PAGE TEXT |
Stephen graduated with a B.S. in Biological Oceanography from the University of Washington in 2012. His senior thesis examined the effect that a La Nina event has on the primary productivity of phytoplankton in the equatorial Pacific.
After graduating at the University of Washington, he worked at a number of different fisheries-related positions. Immediately following graduation, he moved out to Ashahka, ID where he worked as a field technician at Clearwater Fish Hatchery and Dworshak National Fish Hatchery. He then accepted a position at Tacoma Power (a public utilities company in WA) where he worked extensively on the Cowlitz River. His work examined the effect that hydropower dams had on the migratory behavior of coho and Chinook salmon.
He joined Moss Landing Marine Laboratories in 2014. His thesis project is looking at how size-selective fishing affects the reproductive output of sex-changing fish. Sepcifically, he is interested in fish that change from female to male as they get older (known as protogynous hermaphrodites). Since many fisheries target the largest individuals in a population, they will tend to disproportionately remove males and skew the gender ratio in favor of females in these types of sex-changing fish. The limited number of males could cause a drop in reproductive output in heavily fished populations of protogynous hermaphrodites. He recently returned from Santa Catalina Island where he was working on this project at the Wrigley Marine Science Center.

[Text-to-region grounding data]
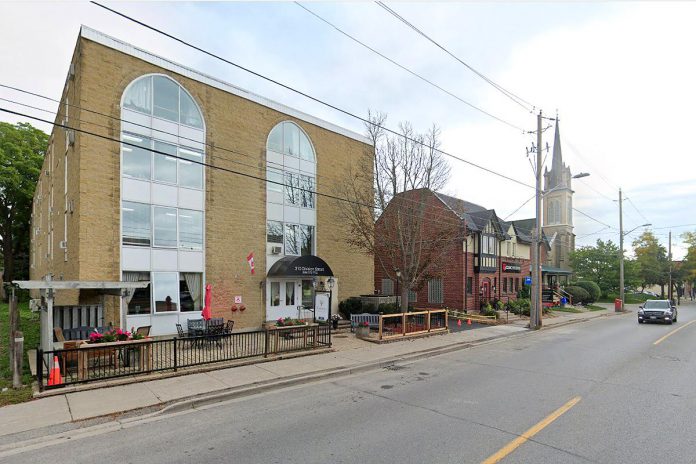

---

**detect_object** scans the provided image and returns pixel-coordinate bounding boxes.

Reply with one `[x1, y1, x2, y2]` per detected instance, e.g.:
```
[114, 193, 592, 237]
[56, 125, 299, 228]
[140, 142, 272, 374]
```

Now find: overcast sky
[0, 1, 696, 259]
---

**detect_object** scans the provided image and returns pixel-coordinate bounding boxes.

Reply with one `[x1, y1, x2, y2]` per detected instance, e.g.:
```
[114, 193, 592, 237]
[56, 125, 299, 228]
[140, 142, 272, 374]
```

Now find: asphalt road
[4, 304, 696, 464]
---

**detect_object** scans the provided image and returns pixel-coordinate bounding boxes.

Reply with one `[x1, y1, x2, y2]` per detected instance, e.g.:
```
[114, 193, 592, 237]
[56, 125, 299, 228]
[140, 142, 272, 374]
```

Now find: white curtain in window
[123, 272, 150, 305]
[183, 272, 203, 311]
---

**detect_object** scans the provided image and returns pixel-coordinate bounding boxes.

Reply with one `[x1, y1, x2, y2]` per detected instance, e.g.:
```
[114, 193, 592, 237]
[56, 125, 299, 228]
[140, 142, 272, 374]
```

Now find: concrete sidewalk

WORK ITEM |
List every organization or institution named in the biography of Stephen above.

EXERCISE RESPONSE |
University of Washington
Clearwater Fish Hatchery
Dworshak National Fish Hatchery
Tacoma Power
Moss Landing Marine Laboratories
Wrigley Marine Science Center